=== INPUT FOR THIS TASK ===

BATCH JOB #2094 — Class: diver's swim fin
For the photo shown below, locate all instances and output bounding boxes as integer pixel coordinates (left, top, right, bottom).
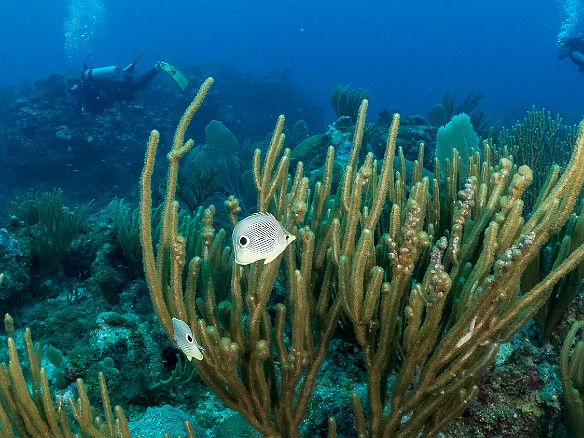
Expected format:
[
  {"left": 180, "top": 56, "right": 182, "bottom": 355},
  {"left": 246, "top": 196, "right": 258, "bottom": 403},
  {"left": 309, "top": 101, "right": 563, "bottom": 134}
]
[
  {"left": 123, "top": 49, "right": 146, "bottom": 73},
  {"left": 157, "top": 61, "right": 189, "bottom": 91}
]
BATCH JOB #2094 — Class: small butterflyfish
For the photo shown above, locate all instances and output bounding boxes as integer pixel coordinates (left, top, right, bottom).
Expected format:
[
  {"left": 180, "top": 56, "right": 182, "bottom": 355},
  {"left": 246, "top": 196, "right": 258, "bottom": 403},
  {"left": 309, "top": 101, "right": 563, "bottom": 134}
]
[
  {"left": 231, "top": 213, "right": 296, "bottom": 265},
  {"left": 172, "top": 318, "right": 205, "bottom": 360}
]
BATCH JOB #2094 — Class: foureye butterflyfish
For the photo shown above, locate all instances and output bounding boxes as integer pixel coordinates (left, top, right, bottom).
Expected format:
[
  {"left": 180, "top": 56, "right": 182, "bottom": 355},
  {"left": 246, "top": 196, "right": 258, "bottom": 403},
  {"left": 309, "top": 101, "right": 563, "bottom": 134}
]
[
  {"left": 172, "top": 318, "right": 204, "bottom": 360},
  {"left": 232, "top": 213, "right": 296, "bottom": 265}
]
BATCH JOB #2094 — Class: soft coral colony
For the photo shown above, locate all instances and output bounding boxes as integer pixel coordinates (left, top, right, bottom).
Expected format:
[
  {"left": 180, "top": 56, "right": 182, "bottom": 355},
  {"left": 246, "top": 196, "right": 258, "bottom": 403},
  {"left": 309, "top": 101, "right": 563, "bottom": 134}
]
[{"left": 0, "top": 78, "right": 584, "bottom": 438}]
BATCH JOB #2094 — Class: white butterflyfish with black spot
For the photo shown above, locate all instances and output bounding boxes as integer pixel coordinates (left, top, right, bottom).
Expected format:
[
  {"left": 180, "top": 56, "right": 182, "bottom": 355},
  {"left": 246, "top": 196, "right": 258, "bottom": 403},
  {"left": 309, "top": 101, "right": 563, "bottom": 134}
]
[
  {"left": 172, "top": 318, "right": 205, "bottom": 360},
  {"left": 231, "top": 213, "right": 296, "bottom": 265}
]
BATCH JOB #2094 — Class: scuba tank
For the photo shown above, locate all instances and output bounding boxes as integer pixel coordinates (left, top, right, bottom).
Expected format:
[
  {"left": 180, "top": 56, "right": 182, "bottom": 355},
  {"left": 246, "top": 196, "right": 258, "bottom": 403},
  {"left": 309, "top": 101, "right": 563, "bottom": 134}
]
[{"left": 81, "top": 65, "right": 123, "bottom": 82}]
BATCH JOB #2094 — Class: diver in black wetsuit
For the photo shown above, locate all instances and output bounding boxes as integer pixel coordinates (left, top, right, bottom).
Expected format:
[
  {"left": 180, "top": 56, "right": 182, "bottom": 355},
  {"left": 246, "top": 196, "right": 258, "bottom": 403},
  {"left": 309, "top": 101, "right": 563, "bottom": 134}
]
[
  {"left": 68, "top": 52, "right": 188, "bottom": 116},
  {"left": 558, "top": 33, "right": 584, "bottom": 73}
]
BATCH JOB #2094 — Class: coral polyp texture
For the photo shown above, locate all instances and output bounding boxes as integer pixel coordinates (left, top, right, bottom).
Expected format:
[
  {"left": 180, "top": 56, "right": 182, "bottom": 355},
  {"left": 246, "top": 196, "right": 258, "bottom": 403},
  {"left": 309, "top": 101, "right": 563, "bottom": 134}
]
[{"left": 135, "top": 78, "right": 584, "bottom": 438}]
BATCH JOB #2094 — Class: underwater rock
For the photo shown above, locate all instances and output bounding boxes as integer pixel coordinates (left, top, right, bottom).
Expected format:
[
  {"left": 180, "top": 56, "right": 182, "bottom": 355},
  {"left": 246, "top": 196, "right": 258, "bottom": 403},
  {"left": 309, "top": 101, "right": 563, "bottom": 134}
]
[{"left": 128, "top": 405, "right": 208, "bottom": 438}]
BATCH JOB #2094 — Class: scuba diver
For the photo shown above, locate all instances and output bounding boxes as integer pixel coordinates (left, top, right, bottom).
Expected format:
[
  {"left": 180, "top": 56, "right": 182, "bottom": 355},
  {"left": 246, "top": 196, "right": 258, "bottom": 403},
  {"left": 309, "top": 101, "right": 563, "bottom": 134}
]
[
  {"left": 558, "top": 32, "right": 584, "bottom": 73},
  {"left": 68, "top": 50, "right": 188, "bottom": 116}
]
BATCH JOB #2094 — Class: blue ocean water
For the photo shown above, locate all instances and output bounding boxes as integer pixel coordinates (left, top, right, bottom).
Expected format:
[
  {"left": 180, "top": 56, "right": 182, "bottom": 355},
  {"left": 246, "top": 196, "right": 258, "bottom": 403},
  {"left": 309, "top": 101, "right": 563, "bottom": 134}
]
[{"left": 0, "top": 0, "right": 584, "bottom": 119}]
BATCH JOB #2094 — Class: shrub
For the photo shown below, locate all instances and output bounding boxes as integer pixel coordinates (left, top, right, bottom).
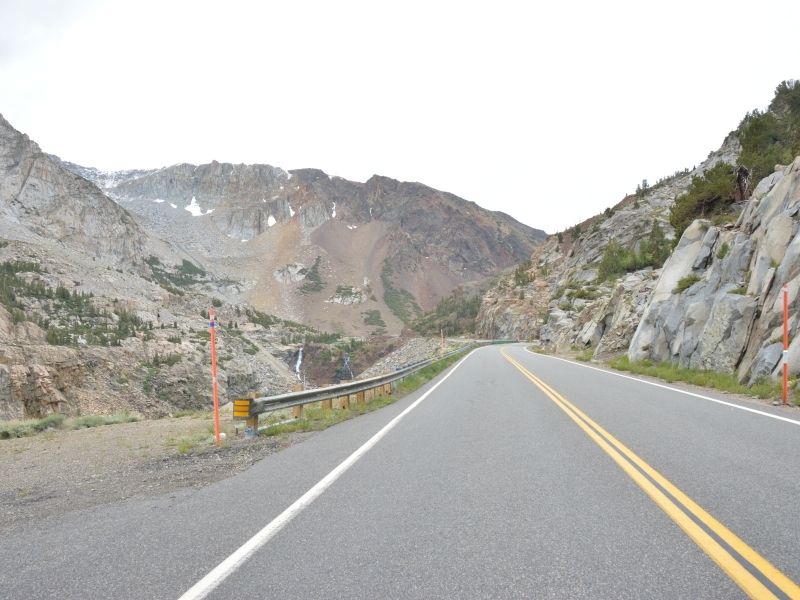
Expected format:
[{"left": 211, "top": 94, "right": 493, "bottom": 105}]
[
  {"left": 669, "top": 162, "right": 736, "bottom": 240},
  {"left": 672, "top": 275, "right": 700, "bottom": 294}
]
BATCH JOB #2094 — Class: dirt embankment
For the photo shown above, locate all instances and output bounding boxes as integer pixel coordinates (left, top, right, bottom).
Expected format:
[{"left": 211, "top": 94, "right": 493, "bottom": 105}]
[{"left": 0, "top": 414, "right": 312, "bottom": 529}]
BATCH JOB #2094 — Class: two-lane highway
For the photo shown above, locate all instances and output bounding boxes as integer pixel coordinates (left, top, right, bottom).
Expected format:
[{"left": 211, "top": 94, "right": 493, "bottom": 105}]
[{"left": 0, "top": 345, "right": 800, "bottom": 599}]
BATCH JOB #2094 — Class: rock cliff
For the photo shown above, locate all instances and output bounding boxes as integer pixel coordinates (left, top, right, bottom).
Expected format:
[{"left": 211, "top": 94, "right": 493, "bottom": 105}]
[
  {"left": 477, "top": 134, "right": 741, "bottom": 357},
  {"left": 628, "top": 157, "right": 800, "bottom": 383},
  {"left": 65, "top": 157, "right": 545, "bottom": 335},
  {"left": 0, "top": 115, "right": 147, "bottom": 265}
]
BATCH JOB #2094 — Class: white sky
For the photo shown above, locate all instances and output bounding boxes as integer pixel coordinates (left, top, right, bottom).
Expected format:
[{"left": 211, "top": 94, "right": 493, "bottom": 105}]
[{"left": 0, "top": 0, "right": 800, "bottom": 233}]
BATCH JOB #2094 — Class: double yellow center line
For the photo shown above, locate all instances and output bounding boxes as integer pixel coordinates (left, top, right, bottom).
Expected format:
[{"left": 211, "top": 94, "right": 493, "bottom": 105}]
[{"left": 501, "top": 350, "right": 800, "bottom": 599}]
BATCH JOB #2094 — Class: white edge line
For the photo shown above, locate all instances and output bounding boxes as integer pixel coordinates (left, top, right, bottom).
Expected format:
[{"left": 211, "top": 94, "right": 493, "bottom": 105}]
[
  {"left": 525, "top": 348, "right": 800, "bottom": 426},
  {"left": 178, "top": 348, "right": 479, "bottom": 600}
]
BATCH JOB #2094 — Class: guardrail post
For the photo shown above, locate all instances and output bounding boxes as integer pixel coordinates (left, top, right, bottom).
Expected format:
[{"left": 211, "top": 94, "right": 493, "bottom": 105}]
[
  {"left": 244, "top": 392, "right": 258, "bottom": 440},
  {"left": 292, "top": 383, "right": 303, "bottom": 419}
]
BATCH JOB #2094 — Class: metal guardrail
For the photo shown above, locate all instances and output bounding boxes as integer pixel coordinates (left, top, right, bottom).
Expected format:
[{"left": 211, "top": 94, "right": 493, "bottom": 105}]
[{"left": 233, "top": 340, "right": 513, "bottom": 437}]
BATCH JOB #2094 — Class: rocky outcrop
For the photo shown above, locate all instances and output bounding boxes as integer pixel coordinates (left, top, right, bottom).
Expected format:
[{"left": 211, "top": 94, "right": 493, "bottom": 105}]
[
  {"left": 64, "top": 155, "right": 545, "bottom": 335},
  {"left": 628, "top": 158, "right": 800, "bottom": 383},
  {"left": 0, "top": 115, "right": 147, "bottom": 264},
  {"left": 477, "top": 134, "right": 740, "bottom": 357}
]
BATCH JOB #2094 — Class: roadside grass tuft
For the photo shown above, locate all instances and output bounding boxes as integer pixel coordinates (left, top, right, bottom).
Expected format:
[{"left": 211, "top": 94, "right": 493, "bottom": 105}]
[
  {"left": 0, "top": 413, "right": 139, "bottom": 440},
  {"left": 608, "top": 355, "right": 781, "bottom": 399}
]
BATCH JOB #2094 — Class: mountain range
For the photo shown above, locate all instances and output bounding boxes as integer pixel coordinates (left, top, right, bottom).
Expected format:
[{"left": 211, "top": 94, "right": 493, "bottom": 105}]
[{"left": 0, "top": 116, "right": 546, "bottom": 418}]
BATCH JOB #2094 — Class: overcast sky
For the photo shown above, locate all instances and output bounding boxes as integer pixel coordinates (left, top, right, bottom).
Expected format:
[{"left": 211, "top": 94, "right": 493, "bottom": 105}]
[{"left": 0, "top": 0, "right": 800, "bottom": 233}]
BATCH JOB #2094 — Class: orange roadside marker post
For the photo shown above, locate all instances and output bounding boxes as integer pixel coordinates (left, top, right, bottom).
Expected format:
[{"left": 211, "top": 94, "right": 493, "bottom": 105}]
[{"left": 208, "top": 308, "right": 220, "bottom": 446}]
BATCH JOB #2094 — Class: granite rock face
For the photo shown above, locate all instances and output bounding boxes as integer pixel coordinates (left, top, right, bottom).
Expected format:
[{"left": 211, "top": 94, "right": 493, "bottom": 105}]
[
  {"left": 477, "top": 135, "right": 740, "bottom": 357},
  {"left": 0, "top": 115, "right": 147, "bottom": 264},
  {"left": 628, "top": 158, "right": 800, "bottom": 383}
]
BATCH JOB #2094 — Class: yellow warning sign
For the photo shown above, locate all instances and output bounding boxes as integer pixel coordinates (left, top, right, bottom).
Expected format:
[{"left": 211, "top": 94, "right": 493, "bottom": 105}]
[{"left": 233, "top": 399, "right": 250, "bottom": 419}]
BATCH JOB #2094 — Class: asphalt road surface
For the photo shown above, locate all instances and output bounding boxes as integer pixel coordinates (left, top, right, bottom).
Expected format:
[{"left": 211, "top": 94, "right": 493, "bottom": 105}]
[{"left": 0, "top": 345, "right": 800, "bottom": 600}]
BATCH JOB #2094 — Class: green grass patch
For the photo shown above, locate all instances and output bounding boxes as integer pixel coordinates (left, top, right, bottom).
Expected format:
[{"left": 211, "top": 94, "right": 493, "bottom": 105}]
[
  {"left": 0, "top": 413, "right": 139, "bottom": 440},
  {"left": 608, "top": 355, "right": 781, "bottom": 399},
  {"left": 65, "top": 414, "right": 139, "bottom": 429},
  {"left": 672, "top": 275, "right": 700, "bottom": 294},
  {"left": 361, "top": 309, "right": 386, "bottom": 327}
]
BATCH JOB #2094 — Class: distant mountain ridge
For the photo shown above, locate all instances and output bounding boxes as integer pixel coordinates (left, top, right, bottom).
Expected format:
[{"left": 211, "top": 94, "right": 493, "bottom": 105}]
[{"left": 63, "top": 161, "right": 546, "bottom": 333}]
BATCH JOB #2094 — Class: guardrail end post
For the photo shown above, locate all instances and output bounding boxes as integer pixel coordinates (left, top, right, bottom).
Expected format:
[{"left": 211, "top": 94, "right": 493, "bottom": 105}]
[
  {"left": 244, "top": 415, "right": 258, "bottom": 440},
  {"left": 244, "top": 392, "right": 258, "bottom": 440}
]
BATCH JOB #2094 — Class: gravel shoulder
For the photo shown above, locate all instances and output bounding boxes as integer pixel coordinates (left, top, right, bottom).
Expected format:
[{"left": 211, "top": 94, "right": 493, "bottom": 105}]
[{"left": 0, "top": 414, "right": 313, "bottom": 528}]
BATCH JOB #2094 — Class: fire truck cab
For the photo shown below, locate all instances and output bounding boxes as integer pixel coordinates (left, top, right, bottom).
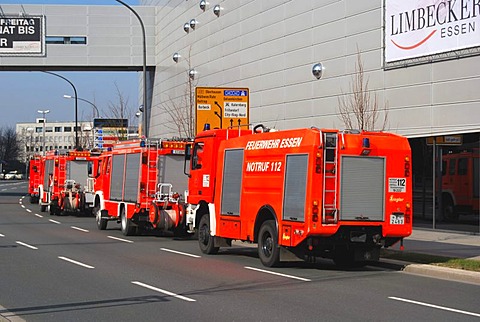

===

REQUIRED TASK: Reproduce the lines verbatim, starting with the line that contains "BATCH JOB #2094 — Class: gravel shoulder" and continuing through the last line, and leave out any pictures.

OUTPUT:
BATCH JOB #2094 — Class: gravel shoulder
For the photo shown above, locate all instances and output bounding boxes as integer pixel coordinates (left, top, right, bottom).
Expected format:
[{"left": 211, "top": 94, "right": 493, "bottom": 105}]
[{"left": 0, "top": 414, "right": 313, "bottom": 528}]
BATCH JOB #2094 — Class: fire truck cab
For the photo shown below, locate all instances and output bounding boxes as integer pixel coordinates (left, top, right, bottom).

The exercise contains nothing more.